» Exercise directions
Reproduce every line of the listing below word for word, leaving out the pictures.

┏━━

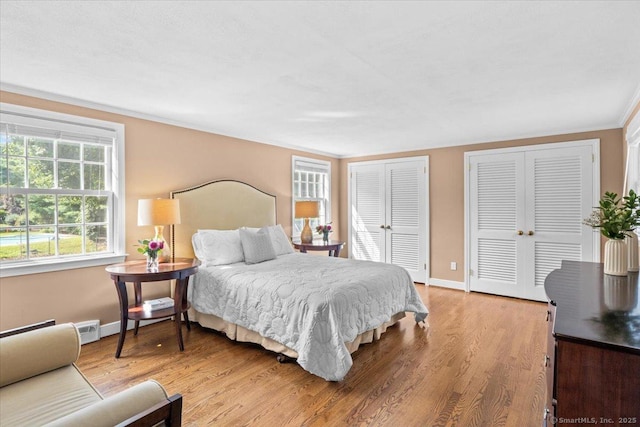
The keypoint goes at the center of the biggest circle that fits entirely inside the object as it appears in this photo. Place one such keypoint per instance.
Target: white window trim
(322, 164)
(632, 168)
(118, 222)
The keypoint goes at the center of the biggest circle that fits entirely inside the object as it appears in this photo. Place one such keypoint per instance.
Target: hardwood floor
(479, 364)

┗━━

» Final answer
The keypoint goes at the center of the biggest circle that fits entirely inside the object as it appears in this photo. Place one such keypoint per instance.
Target: white window trim
(322, 164)
(632, 168)
(118, 222)
The keypoint goes at the center of the biggest circle that fits entirely inside the object as it appears in this photo. Place one such keypoint per instance.
Target: hardwood floor
(479, 364)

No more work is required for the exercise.